WORK TO COMPLETE – In the records below, find the line containing "mouth in the photo above." and the line containing "leaf in the photo above."; please repeat exactly the lines from one to the other, both included, and nothing more.

Dataset records:

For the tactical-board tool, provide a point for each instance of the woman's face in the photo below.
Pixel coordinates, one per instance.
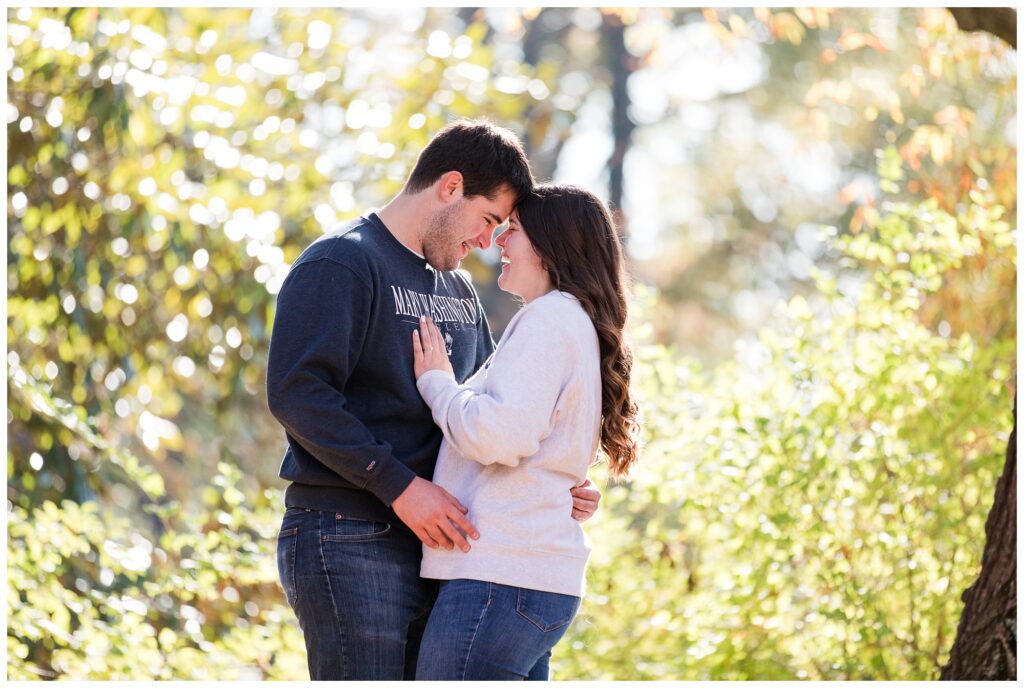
(522, 273)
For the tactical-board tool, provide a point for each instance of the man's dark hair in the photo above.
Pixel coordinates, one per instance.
(488, 158)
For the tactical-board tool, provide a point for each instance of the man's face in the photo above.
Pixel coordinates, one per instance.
(462, 225)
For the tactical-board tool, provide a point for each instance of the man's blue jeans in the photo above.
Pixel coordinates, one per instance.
(355, 588)
(485, 631)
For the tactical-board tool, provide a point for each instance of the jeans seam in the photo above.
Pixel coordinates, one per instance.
(294, 575)
(479, 622)
(334, 605)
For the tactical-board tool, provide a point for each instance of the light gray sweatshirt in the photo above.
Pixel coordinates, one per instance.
(518, 435)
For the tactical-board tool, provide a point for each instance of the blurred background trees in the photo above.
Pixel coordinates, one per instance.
(819, 211)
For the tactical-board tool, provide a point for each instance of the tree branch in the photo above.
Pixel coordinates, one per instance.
(999, 22)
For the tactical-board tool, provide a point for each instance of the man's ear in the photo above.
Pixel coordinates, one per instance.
(450, 187)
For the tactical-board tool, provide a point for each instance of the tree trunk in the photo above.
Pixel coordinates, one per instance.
(986, 637)
(621, 65)
(999, 22)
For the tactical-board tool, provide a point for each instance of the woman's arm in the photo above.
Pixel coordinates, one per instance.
(513, 414)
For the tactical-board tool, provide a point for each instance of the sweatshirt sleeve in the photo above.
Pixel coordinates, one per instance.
(316, 339)
(506, 421)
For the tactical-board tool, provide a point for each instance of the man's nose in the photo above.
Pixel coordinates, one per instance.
(483, 240)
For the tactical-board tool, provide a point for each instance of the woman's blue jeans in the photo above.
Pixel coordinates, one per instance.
(485, 631)
(355, 588)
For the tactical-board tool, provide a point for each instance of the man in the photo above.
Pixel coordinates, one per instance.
(361, 444)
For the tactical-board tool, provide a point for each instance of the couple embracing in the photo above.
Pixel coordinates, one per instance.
(437, 480)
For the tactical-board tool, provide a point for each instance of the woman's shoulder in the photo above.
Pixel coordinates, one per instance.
(557, 311)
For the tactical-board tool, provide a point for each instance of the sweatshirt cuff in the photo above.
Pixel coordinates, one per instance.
(432, 383)
(390, 481)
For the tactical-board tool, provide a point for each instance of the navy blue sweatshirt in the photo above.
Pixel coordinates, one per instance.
(340, 371)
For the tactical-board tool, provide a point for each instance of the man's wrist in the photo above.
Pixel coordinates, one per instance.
(392, 480)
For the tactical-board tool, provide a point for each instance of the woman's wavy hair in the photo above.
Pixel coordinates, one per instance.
(572, 232)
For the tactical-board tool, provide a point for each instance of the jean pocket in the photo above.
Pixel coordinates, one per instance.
(287, 545)
(347, 529)
(548, 611)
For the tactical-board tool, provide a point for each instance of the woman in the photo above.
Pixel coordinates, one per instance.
(522, 431)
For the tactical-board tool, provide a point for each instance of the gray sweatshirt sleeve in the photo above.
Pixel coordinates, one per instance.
(506, 421)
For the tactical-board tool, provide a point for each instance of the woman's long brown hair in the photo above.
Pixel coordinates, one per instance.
(572, 232)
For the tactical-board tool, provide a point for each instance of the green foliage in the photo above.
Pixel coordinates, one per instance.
(812, 508)
(93, 595)
(815, 508)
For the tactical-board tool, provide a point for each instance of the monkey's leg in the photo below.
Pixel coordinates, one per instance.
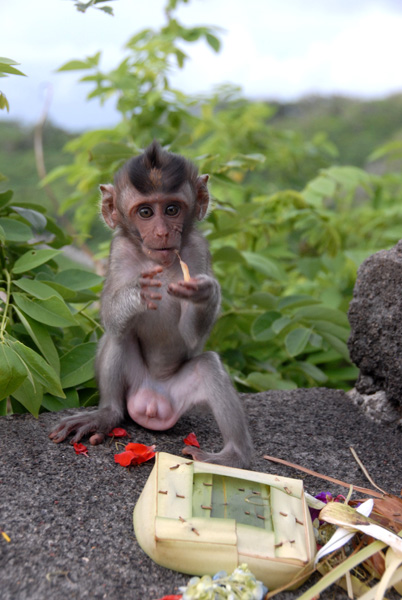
(112, 361)
(203, 380)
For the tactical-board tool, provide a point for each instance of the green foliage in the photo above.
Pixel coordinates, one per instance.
(287, 231)
(7, 68)
(47, 331)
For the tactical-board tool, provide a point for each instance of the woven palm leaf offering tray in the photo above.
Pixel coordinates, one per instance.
(200, 518)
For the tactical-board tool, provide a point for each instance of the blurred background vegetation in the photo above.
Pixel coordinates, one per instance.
(301, 194)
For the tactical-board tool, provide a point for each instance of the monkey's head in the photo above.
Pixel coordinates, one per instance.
(155, 200)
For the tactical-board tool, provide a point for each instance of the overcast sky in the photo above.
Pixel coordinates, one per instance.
(274, 49)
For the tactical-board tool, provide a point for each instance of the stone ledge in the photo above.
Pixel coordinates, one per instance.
(70, 517)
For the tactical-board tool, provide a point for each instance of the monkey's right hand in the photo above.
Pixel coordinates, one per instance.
(99, 422)
(148, 280)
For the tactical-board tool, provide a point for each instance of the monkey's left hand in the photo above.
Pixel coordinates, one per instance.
(197, 289)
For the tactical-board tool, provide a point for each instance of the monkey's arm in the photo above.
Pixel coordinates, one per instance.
(201, 296)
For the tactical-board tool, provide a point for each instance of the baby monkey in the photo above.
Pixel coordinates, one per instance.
(150, 361)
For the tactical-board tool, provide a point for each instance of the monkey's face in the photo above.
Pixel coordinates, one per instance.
(158, 221)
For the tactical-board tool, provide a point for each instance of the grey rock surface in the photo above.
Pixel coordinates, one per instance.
(375, 316)
(69, 517)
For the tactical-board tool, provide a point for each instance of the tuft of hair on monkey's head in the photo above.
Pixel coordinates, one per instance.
(157, 170)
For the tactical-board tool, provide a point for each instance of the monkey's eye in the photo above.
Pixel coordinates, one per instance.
(145, 212)
(172, 210)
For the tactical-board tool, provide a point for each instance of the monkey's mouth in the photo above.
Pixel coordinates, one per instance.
(162, 249)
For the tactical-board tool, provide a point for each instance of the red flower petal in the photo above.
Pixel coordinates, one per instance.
(124, 458)
(191, 440)
(80, 449)
(135, 454)
(118, 432)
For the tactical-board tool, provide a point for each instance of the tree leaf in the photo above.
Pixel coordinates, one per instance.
(12, 371)
(77, 365)
(297, 340)
(228, 254)
(40, 369)
(324, 313)
(336, 343)
(35, 218)
(213, 41)
(5, 198)
(78, 279)
(15, 231)
(32, 259)
(74, 65)
(52, 311)
(41, 337)
(36, 288)
(30, 396)
(263, 265)
(261, 327)
(54, 404)
(269, 381)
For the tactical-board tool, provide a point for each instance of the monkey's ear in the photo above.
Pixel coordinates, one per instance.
(108, 206)
(202, 196)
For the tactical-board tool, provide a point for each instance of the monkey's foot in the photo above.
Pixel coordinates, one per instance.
(228, 457)
(95, 422)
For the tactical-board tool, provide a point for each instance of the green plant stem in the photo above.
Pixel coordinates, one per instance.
(7, 304)
(90, 319)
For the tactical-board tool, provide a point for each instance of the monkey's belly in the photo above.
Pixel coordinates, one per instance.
(152, 409)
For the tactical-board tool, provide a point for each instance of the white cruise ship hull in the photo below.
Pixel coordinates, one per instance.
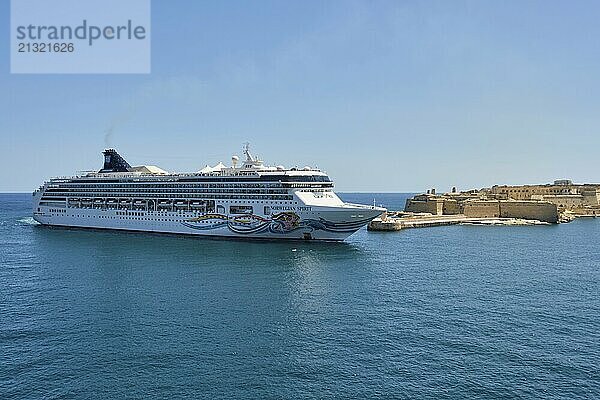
(251, 201)
(329, 225)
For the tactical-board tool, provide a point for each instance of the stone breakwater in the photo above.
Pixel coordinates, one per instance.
(559, 202)
(397, 221)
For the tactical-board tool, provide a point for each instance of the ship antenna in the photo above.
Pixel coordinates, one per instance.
(247, 152)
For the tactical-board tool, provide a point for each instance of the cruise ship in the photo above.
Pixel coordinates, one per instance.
(245, 200)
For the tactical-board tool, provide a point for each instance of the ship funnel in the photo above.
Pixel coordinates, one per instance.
(113, 162)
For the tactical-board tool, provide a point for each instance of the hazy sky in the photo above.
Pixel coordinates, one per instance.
(384, 96)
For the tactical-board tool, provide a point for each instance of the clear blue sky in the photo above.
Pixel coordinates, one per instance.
(384, 96)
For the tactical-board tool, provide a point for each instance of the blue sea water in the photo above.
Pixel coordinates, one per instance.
(440, 313)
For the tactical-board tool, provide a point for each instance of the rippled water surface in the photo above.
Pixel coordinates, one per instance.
(449, 312)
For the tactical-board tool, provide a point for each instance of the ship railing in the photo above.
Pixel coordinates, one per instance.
(363, 206)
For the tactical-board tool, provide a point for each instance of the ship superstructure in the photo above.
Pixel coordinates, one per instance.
(250, 200)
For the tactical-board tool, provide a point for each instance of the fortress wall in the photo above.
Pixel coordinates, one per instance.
(431, 206)
(481, 209)
(591, 197)
(450, 207)
(568, 202)
(546, 212)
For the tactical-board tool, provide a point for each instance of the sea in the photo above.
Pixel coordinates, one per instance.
(456, 312)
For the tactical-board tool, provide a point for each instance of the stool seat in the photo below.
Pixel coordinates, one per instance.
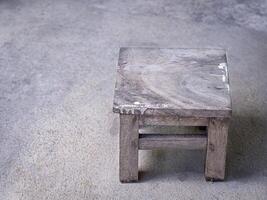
(172, 87)
(183, 82)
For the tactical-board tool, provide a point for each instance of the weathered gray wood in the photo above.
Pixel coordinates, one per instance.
(172, 121)
(216, 149)
(158, 141)
(183, 82)
(128, 148)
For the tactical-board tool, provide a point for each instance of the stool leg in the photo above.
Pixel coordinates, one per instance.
(216, 149)
(129, 136)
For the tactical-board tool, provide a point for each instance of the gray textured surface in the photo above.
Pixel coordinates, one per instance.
(183, 82)
(58, 134)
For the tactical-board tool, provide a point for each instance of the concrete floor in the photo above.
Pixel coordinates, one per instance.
(58, 135)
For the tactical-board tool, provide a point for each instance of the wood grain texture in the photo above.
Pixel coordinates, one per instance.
(128, 148)
(166, 141)
(183, 82)
(216, 149)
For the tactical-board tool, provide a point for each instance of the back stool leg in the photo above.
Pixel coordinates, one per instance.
(216, 149)
(129, 136)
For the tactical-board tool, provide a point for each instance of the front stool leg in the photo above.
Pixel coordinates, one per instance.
(129, 136)
(216, 149)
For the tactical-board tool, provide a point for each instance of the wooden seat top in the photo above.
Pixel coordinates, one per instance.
(181, 82)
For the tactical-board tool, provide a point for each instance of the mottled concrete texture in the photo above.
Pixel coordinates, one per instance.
(58, 134)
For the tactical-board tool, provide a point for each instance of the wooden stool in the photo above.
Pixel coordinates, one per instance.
(172, 87)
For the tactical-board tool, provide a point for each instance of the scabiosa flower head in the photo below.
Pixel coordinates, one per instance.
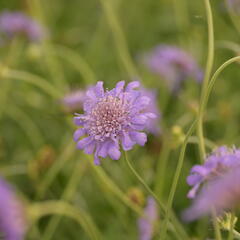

SOLUTION TO THE EXERCISE –
For the tactical-board tool, provide a point for each instance of the monkey's mouth in the photo above.
Pixel coordinates, one per instance.
(162, 249)
For the tactical-board tool, provide a point for each instance of the red flower petal in the photo above.
Pixel coordinates, one per instance.
(124, 458)
(191, 440)
(80, 449)
(135, 454)
(118, 432)
For the tactical-board tool, provide a point for each instance of the tree leaf in the photo above.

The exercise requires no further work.